** REQUIRED WORK **
Format the records below as a JSON list of strings, with one string for each line and no blank lines.

(Stored items)

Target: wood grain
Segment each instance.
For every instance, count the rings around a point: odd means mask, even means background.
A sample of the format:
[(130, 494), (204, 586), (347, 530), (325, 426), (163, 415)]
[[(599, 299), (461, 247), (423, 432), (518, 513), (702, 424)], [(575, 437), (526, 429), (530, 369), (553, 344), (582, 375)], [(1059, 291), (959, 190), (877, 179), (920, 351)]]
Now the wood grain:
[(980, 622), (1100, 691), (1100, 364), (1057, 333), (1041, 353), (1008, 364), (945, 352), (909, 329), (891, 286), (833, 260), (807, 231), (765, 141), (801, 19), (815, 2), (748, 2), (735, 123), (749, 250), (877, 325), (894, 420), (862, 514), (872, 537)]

** SOLUTION **
[
  "Target: wood grain",
  "Segment each instance.",
  "For every instance, count the rings around a point: odd means mask, even means background.",
  "A sample of the format:",
  "[(130, 494), (204, 586), (347, 530), (325, 426), (163, 415)]",
  "[[(599, 299), (461, 247), (423, 432), (518, 513), (702, 424)], [(575, 437), (526, 429), (530, 369), (553, 344), (582, 375)], [(1059, 291), (959, 190), (877, 179), (920, 351)]]",
  "Now the wood grain:",
  "[(980, 622), (1100, 691), (1100, 364), (1057, 333), (1041, 353), (1008, 364), (945, 352), (909, 329), (891, 286), (833, 260), (807, 231), (765, 141), (801, 19), (815, 2), (748, 2), (735, 123), (749, 250), (877, 325), (894, 420), (862, 514), (872, 537)]"
]